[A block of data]
━━━━━━━━━━━━━━━━━━━━

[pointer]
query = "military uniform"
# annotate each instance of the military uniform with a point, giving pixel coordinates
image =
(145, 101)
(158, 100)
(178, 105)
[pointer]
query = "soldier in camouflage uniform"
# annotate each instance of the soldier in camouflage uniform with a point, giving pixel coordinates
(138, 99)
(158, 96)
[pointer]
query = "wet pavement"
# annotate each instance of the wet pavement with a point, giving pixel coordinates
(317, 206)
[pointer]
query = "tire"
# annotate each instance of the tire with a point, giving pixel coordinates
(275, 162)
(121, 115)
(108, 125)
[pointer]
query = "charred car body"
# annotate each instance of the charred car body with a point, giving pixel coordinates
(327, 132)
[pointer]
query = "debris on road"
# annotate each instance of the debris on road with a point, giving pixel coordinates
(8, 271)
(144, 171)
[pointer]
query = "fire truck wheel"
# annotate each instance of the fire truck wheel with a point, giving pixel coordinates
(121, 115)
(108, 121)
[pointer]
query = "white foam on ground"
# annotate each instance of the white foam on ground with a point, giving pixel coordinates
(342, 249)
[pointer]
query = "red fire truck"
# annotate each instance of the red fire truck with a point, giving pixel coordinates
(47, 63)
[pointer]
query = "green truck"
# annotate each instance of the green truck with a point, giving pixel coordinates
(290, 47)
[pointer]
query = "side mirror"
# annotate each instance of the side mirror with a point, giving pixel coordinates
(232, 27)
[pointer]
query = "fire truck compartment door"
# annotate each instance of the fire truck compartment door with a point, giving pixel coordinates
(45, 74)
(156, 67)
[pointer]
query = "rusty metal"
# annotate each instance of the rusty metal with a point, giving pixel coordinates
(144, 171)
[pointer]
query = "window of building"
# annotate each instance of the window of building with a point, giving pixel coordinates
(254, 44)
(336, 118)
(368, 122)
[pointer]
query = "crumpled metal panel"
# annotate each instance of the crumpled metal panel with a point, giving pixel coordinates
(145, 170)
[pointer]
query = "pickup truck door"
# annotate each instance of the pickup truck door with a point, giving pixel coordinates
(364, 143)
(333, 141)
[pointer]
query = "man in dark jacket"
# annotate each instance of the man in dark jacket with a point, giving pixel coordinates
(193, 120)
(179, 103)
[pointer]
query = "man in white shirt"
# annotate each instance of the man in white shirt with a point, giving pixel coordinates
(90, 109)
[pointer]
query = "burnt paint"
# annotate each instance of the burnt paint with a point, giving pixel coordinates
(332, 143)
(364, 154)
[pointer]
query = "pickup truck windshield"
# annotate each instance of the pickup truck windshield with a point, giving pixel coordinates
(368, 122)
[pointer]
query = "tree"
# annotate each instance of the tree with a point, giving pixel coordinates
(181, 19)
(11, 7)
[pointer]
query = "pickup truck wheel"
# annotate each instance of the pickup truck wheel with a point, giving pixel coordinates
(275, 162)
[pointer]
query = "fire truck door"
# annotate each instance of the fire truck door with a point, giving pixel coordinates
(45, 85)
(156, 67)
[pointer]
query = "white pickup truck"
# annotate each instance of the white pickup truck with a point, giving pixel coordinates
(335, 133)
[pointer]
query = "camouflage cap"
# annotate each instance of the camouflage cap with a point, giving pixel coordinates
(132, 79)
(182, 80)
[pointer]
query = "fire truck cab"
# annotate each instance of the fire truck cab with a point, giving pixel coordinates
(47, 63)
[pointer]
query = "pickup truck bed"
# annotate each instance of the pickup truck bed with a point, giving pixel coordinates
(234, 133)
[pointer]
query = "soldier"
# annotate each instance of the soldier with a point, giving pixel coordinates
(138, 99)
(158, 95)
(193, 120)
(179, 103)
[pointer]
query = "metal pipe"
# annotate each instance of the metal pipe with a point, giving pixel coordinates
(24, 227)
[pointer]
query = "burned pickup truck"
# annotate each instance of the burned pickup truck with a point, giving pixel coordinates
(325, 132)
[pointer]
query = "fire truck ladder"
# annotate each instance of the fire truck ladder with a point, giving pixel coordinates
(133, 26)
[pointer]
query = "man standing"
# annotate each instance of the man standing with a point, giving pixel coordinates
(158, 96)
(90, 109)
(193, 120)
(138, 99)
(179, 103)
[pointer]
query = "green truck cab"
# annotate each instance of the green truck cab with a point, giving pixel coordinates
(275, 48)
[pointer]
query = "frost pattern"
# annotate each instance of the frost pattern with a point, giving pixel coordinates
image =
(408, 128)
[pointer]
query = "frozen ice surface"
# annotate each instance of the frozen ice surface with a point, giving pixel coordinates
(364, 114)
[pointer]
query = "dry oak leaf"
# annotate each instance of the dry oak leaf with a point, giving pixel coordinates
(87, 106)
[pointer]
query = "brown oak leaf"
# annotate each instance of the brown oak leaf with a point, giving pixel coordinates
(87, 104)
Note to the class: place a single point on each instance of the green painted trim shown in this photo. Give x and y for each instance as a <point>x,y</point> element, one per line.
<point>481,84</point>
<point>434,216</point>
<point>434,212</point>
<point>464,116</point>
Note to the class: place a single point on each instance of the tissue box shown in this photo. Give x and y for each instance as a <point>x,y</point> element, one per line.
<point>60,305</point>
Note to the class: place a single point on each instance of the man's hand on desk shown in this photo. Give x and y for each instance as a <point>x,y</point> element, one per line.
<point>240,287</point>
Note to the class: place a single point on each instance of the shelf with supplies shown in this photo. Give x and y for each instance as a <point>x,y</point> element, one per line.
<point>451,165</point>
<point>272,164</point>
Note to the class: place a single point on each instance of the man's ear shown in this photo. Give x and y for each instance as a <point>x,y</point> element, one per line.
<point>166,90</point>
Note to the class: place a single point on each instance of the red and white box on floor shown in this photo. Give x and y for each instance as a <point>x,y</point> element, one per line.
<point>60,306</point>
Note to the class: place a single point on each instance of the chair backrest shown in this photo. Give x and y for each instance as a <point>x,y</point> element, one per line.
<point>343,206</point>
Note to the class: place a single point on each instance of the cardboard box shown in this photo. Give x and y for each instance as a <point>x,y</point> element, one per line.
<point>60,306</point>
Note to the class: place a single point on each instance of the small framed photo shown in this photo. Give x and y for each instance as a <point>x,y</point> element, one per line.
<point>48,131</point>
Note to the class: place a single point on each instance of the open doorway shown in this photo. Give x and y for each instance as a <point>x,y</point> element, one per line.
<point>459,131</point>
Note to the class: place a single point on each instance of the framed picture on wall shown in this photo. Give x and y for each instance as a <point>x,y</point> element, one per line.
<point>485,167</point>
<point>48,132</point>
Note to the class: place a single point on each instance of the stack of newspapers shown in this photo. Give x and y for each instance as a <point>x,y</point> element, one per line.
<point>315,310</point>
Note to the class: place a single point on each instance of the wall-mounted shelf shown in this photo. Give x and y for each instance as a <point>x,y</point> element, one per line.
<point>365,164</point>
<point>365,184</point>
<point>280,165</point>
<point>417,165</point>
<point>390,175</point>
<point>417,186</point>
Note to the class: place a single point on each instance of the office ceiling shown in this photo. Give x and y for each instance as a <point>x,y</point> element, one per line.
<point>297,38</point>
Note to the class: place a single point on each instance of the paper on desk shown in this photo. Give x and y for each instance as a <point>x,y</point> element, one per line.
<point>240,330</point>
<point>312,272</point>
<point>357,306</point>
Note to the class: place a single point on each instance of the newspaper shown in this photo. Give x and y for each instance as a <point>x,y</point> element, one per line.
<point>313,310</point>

━━━━━━━━━━━━━━━━━━━━

Retype the entries one by one, exactly.

[pointer]
query = "military uniform"
# annotate each instance of the military uniform with a point, giving pixel coordinates
image =
(145, 101)
(158, 100)
(178, 105)
[pointer]
query = "soldier in camouflage uniform"
# annotate each instance of the soldier in camouflage uniform with a point, giving pixel coordinates
(138, 99)
(158, 96)
[pointer]
query = "wet pavement"
# annotate each instance of the wet pavement with a point, giving pixel coordinates
(317, 206)
[pointer]
query = "tire"
# annotate each instance of the tire with a point, giving pixel coordinates
(275, 162)
(121, 115)
(108, 125)
[pointer]
query = "charred car body"
# annotate each instance of the charred car body with a point, giving pixel coordinates
(327, 132)
[pointer]
query = "debris on road"
# annotate each instance of the debris on road with a point, giving pixel coordinates
(8, 271)
(144, 171)
[pointer]
query = "fire truck wheel"
# annotate each instance of the fire truck wheel with a point, giving pixel coordinates
(121, 115)
(108, 121)
[pointer]
query = "white foam on ground"
# annotate each instance of the white foam on ground with a point, giving pixel coordinates
(342, 249)
[pointer]
query = "red fire truck"
# annotate each instance of the red fire truck with a point, giving pixel coordinates
(47, 63)
[pointer]
query = "green truck"
# annotate each instance of the green truck with a point, giving pixel coordinates
(290, 47)
[pointer]
query = "side mirror"
# annotate each instance of the side mirror with a point, giving pixel coordinates
(232, 27)
[pointer]
query = "fire truck compartment door"
# annotate each instance of the fire truck compartment door with a point, giving pixel coordinates
(45, 74)
(156, 67)
[pointer]
query = "rusty metal"
# annotate each instance of the rusty metal with a point, giving pixel coordinates
(144, 171)
[pointer]
query = "window of building"
# annotate each instance of the window of building with a point, giving pixel coordinates
(254, 44)
(336, 118)
(368, 122)
[pointer]
query = "crumpled metal panel"
# annotate each instance of the crumpled metal panel with a point, giving pixel coordinates
(145, 170)
[pointer]
query = "pickup truck door"
# annotate each instance of the pickup truck door with a point, giving pixel coordinates
(364, 143)
(333, 141)
[pointer]
query = "man in dark jacket"
# annotate each instance of the man in dark jacket with a point, giving pixel coordinates
(193, 120)
(179, 103)
[pointer]
query = "man in white shirt"
# annotate each instance of the man in white shirt with a point, giving pixel coordinates
(90, 109)
[pointer]
query = "burnt paint"
# annotate each instance of the burnt paint with a point, giving pixel coordinates
(332, 143)
(364, 154)
[pointer]
query = "pickup truck windshield"
# annotate each instance of the pickup truck windshield with a point, giving pixel coordinates
(368, 122)
[pointer]
query = "tree"
# annotate each instance of the tree with a point, giving pixel coordinates
(181, 19)
(11, 7)
[pointer]
query = "pickup truck wheel"
# annotate each instance of the pickup truck wheel with a point, giving pixel coordinates
(275, 162)
[pointer]
query = "fire truck door"
# annotate each instance of the fire truck door with a point, giving pixel coordinates
(45, 85)
(156, 67)
[pointer]
query = "white pickup truck"
# annotate each instance of the white pickup truck with a point, giving pixel coordinates
(335, 133)
[pointer]
query = "camouflage cap"
# annotate each instance of the camouflage cap with a point, giving pixel coordinates
(132, 79)
(182, 80)
[pointer]
query = "fire truck cab"
# annotate each instance of the fire truck cab with a point, giving pixel coordinates
(47, 63)
[pointer]
query = "pickup truck bed"
# annotate each instance of the pickup truck bed with a point, giving pixel coordinates
(234, 133)
[pointer]
query = "soldier"
# annotate each instance of the soldier with a point, giving pixel coordinates
(138, 99)
(158, 95)
(193, 120)
(179, 103)
[pointer]
query = "metal pipe"
# annotate each instance of the metal pipe with a point, giving pixel coordinates
(24, 227)
[pointer]
query = "burned pickup truck"
# annotate each instance of the burned pickup truck with a point, giving pixel coordinates
(325, 132)
[pointer]
query = "fire truck ladder"
# annotate each instance of the fire truck ladder with a point, giving pixel coordinates
(133, 26)
[pointer]
query = "man standing"
# annotate each instance of the man standing with a point, giving pixel coordinates
(158, 96)
(90, 109)
(193, 120)
(138, 99)
(179, 103)
[pointer]
query = "green truck cab"
# annotate each instance of the green truck cab with a point, giving pixel coordinates
(275, 48)
[pointer]
query = "frost pattern"
# annotate each instance of the frost pattern with a point, giving pixel coordinates
image =
(408, 128)
[pointer]
query = "frozen ice surface"
# annotate each instance of the frozen ice surface with a point, giving pixel coordinates
(364, 114)
[pointer]
query = "dry oak leaf"
# annotate each instance of the dry oak leaf with a point, giving pixel coordinates
(87, 106)
[pointer]
query = "brown oak leaf"
# annotate each instance of the brown oak leaf with a point, giving pixel coordinates
(87, 104)
Note to the class: place a single point on each instance of the green painted trim shown in this photo. Give x and y for each instance as a <point>x,y</point> element, one per line.
<point>481,84</point>
<point>434,216</point>
<point>434,212</point>
<point>464,116</point>
Note to the class: place a single point on each instance of the tissue box shown in this photo. Give x and y for each instance as a <point>x,y</point> element, one per line.
<point>60,305</point>
Note to the class: place a single point on each instance of the man's hand on desk shown in this photo. Give x and y for each instance as a <point>x,y</point> element, one per line.
<point>240,287</point>
Note to the class: place a single point on each instance of the shelf with supplies shown in this photo. Give x and y for each instance as a <point>x,y</point> element, one per line.
<point>451,165</point>
<point>272,164</point>
Note to the class: place a single point on each instance of the man's ear shown in this photo. Give x and y for each instance as a <point>x,y</point> element, one per line.
<point>166,90</point>
Note to the class: place a single point on each instance of the red and white box on floor shown in this photo. Give x and y for each instance as a <point>x,y</point> element, one per line.
<point>60,306</point>
Note to the class: place a single point on each instance of the chair backrest shown in this photo. Give x and y for each instance as a <point>x,y</point> element, one per line.
<point>343,206</point>
Note to the class: place a single point on each instance of the cardboard box shown in this photo. Give x and y for each instance as a <point>x,y</point> element, one per line.
<point>60,306</point>
Note to the class: place a single point on each instance of the small framed photo shown in this photo. Give x and y for each instance as a <point>x,y</point> element, one per line.
<point>48,131</point>
Note to the class: place a single point on each instance of the open doorway shown in this photo. Give x and y for each instance as a <point>x,y</point> element, one per line.
<point>459,131</point>
Note to the class: place a single point on each instance of the framed picture on wall shown in this photo. Give x and y for each instance as a <point>x,y</point> element, one per line.
<point>485,167</point>
<point>48,132</point>
Note to the class: place a single point on each instance of the stack of newspapers shown in this photo. Give x and y for each instance as a <point>x,y</point> element, one per line.
<point>315,310</point>
Note to the class: place a single point on each instance of the wall-mounted shelf shown in this photo. Give x and y for each instance as a <point>x,y</point> element, one per line.
<point>365,164</point>
<point>365,184</point>
<point>280,165</point>
<point>417,165</point>
<point>390,175</point>
<point>417,186</point>
Note to the class: place a single point on each instance of the office ceiling shown in this photo. Give x and y for each instance as a <point>x,y</point> element, one per line.
<point>297,38</point>
Note to the class: place a single point on each instance of the paper on desk shown in this photo. Give x and y for each instance as a <point>x,y</point> element, one per line.
<point>240,330</point>
<point>312,272</point>
<point>357,306</point>
Note to the class: place a single point on each instance of the newspaper shown in this photo. Give x and y for each instance as a <point>x,y</point> element, one per line.
<point>313,310</point>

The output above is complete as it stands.